» INSTRUCTIONS:
[A] List every person the talk on living from the center of the wheel mentions by name.
[B] Continue the talk on living from the center of the wheel from its last sentence.

START EXCERPT TO READ

That's what we're talking about. The center of the wheel, that's the rock. And notice the singer is acknowledging the storms. Of course, there are storms. But his point is no storm can shake my inmost calm while to that rock I'm clinging. In other words, you're not living in the storm, you're living in this central place from which you can survey the storm as something extrinsic to what is deepest in you. Does that make sense? Or think of the great Teresa of Avila and her image of the interior castle. It's really good. A castle is a keep, right? It's strong, it's safe, it's powerful.

When I access that place, I learn how to live out of that place, then I have this sense of safety and peace and joy even as my life turns round and round. St. John of the Cross spoke of the inner wine cellar. Lovely, because it's the place where spirits are kept, right? But the wine cellar that's deep and protected and safe. That's the place that Paul is talking about and the place where we find joy. And now notice in regard to this place, we can be commanded. I mean, I can't command my feelings, I can't command my fortunes as the wheel turns, but I can be commanded, "Don't live on the rim of the wheel, live in the center". I can be commanded.

END EXCERPT TO READ
START MATERIAL SUPPLIED

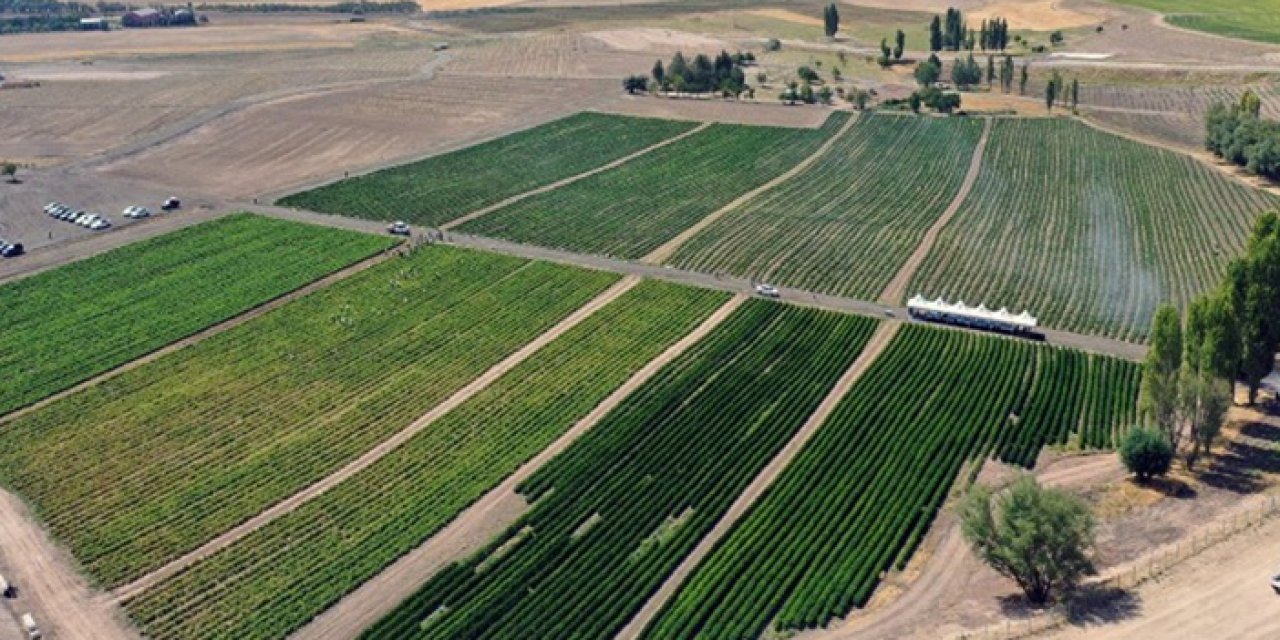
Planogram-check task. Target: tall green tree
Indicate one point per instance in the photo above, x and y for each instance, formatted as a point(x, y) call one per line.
point(1040, 538)
point(1160, 371)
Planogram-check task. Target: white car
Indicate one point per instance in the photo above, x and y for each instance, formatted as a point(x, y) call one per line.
point(768, 291)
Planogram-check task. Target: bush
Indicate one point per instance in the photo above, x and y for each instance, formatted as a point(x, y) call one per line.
point(1037, 536)
point(1146, 453)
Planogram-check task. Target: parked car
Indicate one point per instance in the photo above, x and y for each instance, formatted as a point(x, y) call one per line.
point(768, 291)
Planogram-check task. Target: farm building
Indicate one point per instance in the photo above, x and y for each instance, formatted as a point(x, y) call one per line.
point(981, 316)
point(141, 18)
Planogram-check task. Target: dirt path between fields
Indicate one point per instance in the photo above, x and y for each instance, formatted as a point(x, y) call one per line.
point(48, 585)
point(371, 456)
point(231, 323)
point(946, 565)
point(480, 522)
point(663, 252)
point(571, 179)
point(896, 288)
point(874, 347)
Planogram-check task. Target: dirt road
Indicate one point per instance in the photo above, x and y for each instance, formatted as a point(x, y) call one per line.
point(382, 449)
point(874, 347)
point(1221, 593)
point(896, 288)
point(571, 179)
point(48, 584)
point(668, 248)
point(489, 516)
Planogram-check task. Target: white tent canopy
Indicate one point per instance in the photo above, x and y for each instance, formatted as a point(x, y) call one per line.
point(981, 315)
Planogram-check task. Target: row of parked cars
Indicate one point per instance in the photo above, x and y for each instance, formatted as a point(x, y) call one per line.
point(10, 248)
point(90, 220)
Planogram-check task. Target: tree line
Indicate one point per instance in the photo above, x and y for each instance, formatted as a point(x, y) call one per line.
point(702, 74)
point(1239, 135)
point(1228, 334)
point(952, 33)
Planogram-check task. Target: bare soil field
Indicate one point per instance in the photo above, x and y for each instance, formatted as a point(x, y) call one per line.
point(291, 142)
point(80, 110)
point(548, 55)
point(209, 39)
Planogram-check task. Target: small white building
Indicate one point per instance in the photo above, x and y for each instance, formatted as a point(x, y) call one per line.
point(963, 315)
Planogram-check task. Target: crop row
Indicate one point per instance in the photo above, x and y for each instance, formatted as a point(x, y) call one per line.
point(631, 210)
point(69, 324)
point(1088, 231)
point(849, 222)
point(149, 465)
point(334, 543)
point(863, 493)
point(446, 187)
point(616, 512)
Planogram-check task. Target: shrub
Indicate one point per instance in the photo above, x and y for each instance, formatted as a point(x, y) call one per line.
point(1146, 453)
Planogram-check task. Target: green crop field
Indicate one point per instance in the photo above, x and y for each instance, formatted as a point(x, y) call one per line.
point(631, 210)
point(135, 471)
point(860, 496)
point(69, 324)
point(1087, 231)
point(447, 187)
point(848, 223)
point(616, 512)
point(1246, 19)
point(347, 535)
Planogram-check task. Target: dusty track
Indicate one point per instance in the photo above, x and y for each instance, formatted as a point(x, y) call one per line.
point(949, 565)
point(204, 333)
point(480, 522)
point(48, 584)
point(874, 347)
point(896, 288)
point(382, 449)
point(663, 252)
point(571, 179)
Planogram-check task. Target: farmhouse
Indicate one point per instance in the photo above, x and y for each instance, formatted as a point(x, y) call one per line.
point(141, 18)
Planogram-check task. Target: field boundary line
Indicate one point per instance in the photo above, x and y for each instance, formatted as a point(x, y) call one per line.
point(292, 502)
point(571, 179)
point(876, 346)
point(896, 288)
point(209, 332)
point(499, 508)
point(50, 586)
point(663, 252)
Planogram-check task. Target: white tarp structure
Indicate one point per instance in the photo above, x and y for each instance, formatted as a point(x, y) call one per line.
point(979, 316)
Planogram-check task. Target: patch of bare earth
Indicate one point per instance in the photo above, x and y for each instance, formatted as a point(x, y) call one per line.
point(274, 146)
point(946, 590)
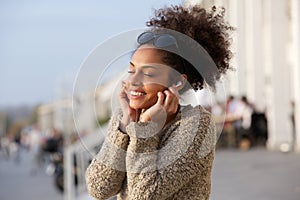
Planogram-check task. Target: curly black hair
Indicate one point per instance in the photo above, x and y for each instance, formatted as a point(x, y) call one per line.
point(208, 28)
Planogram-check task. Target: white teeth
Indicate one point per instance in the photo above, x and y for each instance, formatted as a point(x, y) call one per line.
point(136, 93)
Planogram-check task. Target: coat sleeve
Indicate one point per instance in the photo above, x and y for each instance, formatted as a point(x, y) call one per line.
point(106, 173)
point(148, 179)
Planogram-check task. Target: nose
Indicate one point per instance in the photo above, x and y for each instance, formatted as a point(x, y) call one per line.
point(135, 79)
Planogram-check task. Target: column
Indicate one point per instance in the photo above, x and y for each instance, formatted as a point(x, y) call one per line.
point(295, 16)
point(278, 97)
point(235, 13)
point(254, 53)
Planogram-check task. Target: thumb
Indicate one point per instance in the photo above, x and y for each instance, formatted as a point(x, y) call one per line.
point(161, 98)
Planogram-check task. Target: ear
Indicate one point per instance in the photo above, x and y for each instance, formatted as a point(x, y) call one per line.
point(181, 82)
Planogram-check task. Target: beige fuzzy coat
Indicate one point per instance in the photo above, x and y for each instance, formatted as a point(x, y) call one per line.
point(174, 163)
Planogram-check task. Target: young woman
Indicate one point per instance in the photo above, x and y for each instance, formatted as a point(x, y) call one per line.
point(157, 148)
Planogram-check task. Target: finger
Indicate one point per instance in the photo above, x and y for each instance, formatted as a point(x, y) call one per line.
point(174, 90)
point(161, 98)
point(171, 102)
point(170, 97)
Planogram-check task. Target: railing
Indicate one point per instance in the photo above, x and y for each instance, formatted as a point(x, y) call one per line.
point(76, 159)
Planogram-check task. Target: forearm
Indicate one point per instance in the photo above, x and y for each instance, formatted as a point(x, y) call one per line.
point(106, 173)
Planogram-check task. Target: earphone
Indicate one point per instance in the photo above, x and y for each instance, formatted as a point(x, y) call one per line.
point(179, 83)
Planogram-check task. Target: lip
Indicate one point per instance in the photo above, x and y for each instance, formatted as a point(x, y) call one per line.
point(136, 94)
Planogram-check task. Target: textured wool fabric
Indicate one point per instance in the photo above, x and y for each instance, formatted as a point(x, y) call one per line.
point(174, 163)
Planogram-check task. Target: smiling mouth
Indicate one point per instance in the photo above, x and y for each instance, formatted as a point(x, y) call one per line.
point(137, 93)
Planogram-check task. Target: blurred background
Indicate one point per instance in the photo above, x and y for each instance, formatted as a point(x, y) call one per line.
point(44, 154)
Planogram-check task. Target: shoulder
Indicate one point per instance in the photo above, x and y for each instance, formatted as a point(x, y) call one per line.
point(199, 123)
point(197, 116)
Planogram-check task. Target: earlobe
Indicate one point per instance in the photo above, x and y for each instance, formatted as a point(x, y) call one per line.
point(182, 81)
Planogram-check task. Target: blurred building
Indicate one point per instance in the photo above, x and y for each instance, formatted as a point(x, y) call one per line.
point(78, 113)
point(266, 46)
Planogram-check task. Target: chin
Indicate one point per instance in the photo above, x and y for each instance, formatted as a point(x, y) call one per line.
point(139, 105)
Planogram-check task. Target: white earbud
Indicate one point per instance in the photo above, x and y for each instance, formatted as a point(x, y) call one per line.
point(179, 83)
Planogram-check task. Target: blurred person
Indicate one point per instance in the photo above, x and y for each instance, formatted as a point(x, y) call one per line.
point(147, 97)
point(244, 114)
point(229, 130)
point(34, 146)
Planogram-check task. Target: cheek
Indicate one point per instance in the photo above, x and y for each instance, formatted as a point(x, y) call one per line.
point(153, 89)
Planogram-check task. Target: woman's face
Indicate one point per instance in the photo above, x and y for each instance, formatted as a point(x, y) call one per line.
point(147, 75)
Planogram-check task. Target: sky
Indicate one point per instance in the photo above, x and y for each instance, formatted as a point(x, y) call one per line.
point(43, 43)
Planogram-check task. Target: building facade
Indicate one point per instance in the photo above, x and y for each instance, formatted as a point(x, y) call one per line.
point(266, 49)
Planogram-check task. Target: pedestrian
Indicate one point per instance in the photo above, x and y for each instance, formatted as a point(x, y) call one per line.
point(155, 147)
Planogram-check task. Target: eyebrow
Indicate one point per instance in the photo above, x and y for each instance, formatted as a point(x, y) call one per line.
point(145, 66)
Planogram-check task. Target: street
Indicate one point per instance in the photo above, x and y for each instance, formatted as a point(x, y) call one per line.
point(16, 181)
point(256, 174)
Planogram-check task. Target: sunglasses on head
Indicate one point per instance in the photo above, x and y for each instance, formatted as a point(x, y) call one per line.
point(158, 40)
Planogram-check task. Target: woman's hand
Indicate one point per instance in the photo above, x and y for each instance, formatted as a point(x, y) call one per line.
point(165, 107)
point(129, 114)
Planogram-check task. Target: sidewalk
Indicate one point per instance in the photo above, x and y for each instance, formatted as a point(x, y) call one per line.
point(17, 183)
point(256, 174)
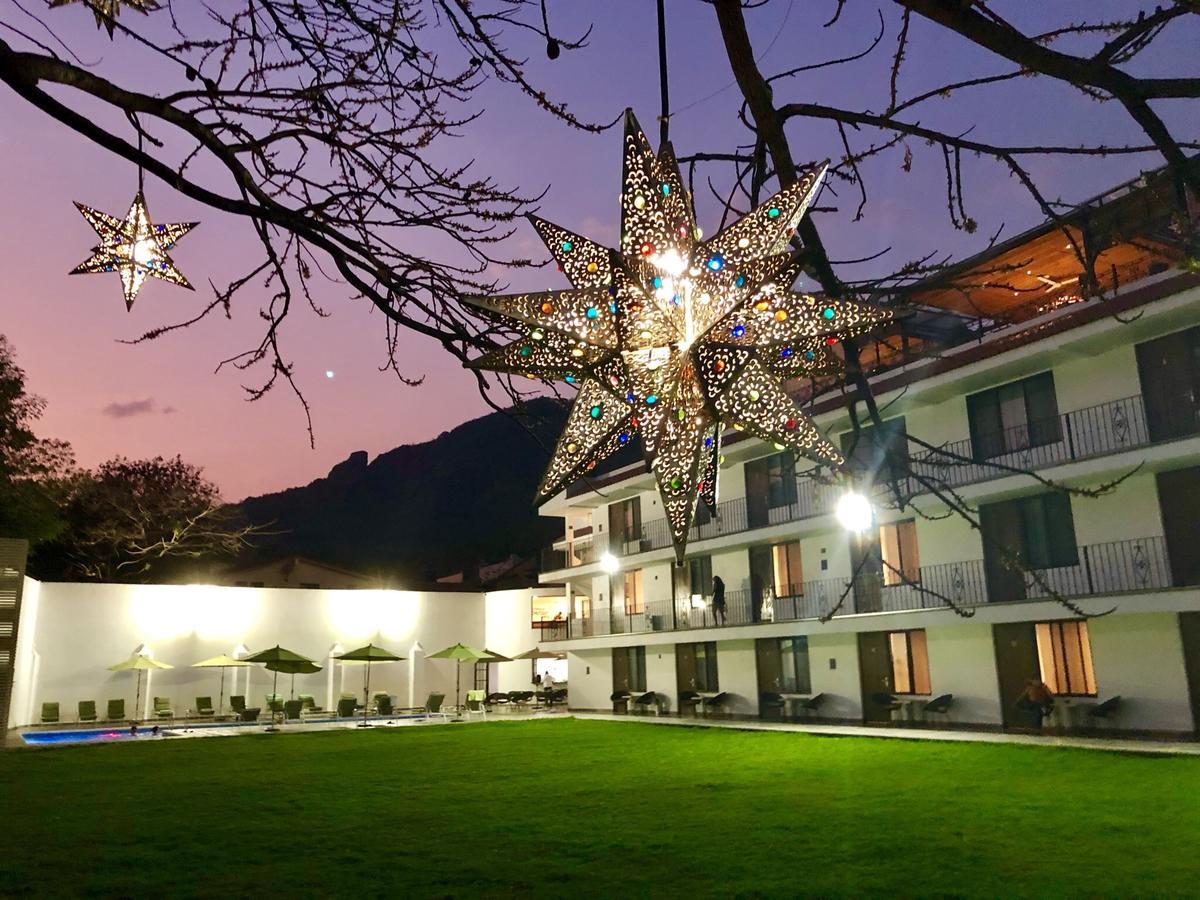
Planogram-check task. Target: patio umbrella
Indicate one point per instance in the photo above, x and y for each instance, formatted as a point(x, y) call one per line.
point(538, 653)
point(369, 654)
point(293, 669)
point(223, 661)
point(461, 653)
point(138, 663)
point(277, 660)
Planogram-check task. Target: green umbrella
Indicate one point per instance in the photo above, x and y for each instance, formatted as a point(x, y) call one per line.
point(369, 654)
point(138, 663)
point(293, 669)
point(223, 661)
point(461, 653)
point(538, 653)
point(277, 660)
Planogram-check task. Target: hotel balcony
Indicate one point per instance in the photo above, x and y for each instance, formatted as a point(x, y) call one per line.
point(1089, 433)
point(1115, 568)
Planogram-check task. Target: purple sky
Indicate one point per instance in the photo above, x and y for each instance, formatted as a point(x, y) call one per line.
point(163, 397)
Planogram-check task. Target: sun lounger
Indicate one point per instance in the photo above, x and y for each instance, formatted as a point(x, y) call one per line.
point(475, 705)
point(433, 706)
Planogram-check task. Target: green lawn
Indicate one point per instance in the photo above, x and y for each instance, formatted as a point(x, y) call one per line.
point(577, 808)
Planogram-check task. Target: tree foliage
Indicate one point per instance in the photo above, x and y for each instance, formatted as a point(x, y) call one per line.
point(31, 468)
point(132, 515)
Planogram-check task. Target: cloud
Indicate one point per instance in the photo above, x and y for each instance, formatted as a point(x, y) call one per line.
point(135, 407)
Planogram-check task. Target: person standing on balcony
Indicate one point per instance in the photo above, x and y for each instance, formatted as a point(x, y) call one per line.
point(1037, 700)
point(719, 600)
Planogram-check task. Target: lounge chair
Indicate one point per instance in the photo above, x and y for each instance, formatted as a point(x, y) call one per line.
point(772, 702)
point(1104, 712)
point(813, 703)
point(940, 706)
point(715, 702)
point(244, 713)
point(309, 706)
point(649, 699)
point(475, 705)
point(433, 706)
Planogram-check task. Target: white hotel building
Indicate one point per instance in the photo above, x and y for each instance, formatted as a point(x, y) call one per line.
point(1017, 369)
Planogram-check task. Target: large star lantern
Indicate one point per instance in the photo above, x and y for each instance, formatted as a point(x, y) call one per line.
point(672, 337)
point(133, 247)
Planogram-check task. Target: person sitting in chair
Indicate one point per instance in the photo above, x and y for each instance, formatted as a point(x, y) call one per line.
point(1037, 700)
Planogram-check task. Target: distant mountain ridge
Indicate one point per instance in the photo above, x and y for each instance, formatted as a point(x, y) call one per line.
point(423, 510)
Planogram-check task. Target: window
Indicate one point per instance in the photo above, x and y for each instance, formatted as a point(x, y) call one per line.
point(879, 454)
point(1169, 369)
point(910, 661)
point(898, 549)
point(1014, 417)
point(625, 523)
point(789, 577)
point(706, 666)
point(1065, 654)
point(793, 657)
point(700, 576)
point(634, 597)
point(1038, 529)
point(547, 610)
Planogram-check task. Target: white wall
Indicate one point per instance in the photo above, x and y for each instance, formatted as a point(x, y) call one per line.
point(1140, 659)
point(76, 631)
point(961, 661)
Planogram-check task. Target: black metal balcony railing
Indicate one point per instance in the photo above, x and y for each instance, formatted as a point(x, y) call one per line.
point(1079, 435)
point(1114, 568)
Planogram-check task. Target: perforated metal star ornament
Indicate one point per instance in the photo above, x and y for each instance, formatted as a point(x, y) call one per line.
point(133, 247)
point(673, 337)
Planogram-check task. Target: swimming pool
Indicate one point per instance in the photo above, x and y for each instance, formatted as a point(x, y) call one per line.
point(84, 737)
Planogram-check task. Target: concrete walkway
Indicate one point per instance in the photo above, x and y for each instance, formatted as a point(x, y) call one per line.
point(1123, 745)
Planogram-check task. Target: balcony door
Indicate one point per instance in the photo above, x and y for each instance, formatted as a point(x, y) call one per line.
point(1169, 369)
point(1179, 498)
point(1017, 661)
point(625, 525)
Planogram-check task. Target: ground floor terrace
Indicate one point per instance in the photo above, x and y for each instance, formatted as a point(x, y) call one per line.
point(598, 808)
point(1128, 667)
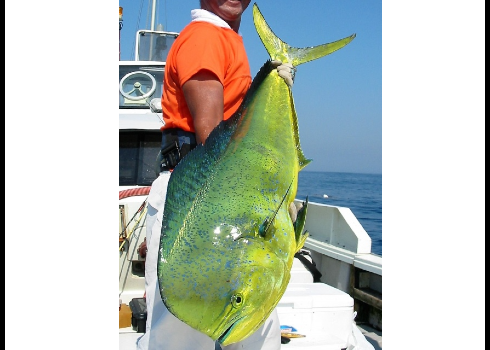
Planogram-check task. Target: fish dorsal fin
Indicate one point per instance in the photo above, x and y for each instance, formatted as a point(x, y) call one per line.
point(264, 227)
point(279, 50)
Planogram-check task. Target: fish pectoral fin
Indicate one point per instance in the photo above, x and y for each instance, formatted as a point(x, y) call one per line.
point(299, 226)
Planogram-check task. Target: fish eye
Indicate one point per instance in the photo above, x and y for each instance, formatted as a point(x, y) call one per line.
point(237, 300)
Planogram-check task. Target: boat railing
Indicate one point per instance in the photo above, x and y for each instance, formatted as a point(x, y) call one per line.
point(153, 45)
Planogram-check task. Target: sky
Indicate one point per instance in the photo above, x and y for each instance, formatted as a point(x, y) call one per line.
point(61, 156)
point(338, 98)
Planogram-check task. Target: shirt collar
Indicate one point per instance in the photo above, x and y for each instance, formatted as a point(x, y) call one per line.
point(206, 16)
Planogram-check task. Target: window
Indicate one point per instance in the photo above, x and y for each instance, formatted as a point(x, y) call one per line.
point(138, 151)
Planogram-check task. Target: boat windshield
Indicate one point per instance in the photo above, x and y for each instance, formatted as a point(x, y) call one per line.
point(154, 46)
point(139, 84)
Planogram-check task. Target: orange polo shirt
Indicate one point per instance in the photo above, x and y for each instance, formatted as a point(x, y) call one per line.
point(202, 45)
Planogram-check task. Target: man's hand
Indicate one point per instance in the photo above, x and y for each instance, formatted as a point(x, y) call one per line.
point(285, 71)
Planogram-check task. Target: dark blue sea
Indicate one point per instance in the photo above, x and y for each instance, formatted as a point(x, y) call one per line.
point(359, 192)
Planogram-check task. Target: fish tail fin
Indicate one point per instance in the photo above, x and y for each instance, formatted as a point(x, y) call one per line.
point(279, 50)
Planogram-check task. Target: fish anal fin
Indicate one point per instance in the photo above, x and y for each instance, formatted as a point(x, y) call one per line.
point(299, 226)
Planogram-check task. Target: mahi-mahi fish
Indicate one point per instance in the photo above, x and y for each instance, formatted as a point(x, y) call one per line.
point(228, 240)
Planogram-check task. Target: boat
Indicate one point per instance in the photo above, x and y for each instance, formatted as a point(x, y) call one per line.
point(334, 297)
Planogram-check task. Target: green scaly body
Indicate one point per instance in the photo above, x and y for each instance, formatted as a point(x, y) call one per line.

END MATERIAL SUPPLIED

» ANSWERS PROVIDED:
[A]
Teresa of Avila
St. John of the Cross
Paul

[B]
So "gaudete," rejoice. Be grounded in Christ. What did Paul say? "It's no longer I who live, it's Christ who lives in me". That's what he is talking about that. See, it's no longer I who live, the old self, the old me that was on the rim of the wheel all the time and caught up in all the anxieties of life. It's no longer that old me that lives, but rather Christ lives in me, which is why he can furthermore say, listen, "Have no anxiety at all, but in everything, by prayer and petition, with thanksgiving, make your requests known to God".

Again, if you're living on the rim of the wheel, you say, "Well, this man is nuts. What do you mean have no anxiety at all? Like ever? Hey Paul, didn't you have shipwrecks? Weren't you beaten within an inch of your life? Weren't you stoned on one occasion? I mean, didn't you go through all this negativity? Didn't you in fact come to be executed the end of your life? What do you mean have no anxiety? You didn't feel anxiety then"? Well, sure he did, at the surface level. Sure, he did as he saw his life going up and down, round and round. But in Christ, the rock, "No storm can shake my inmost calm while to that rock I'm clinging".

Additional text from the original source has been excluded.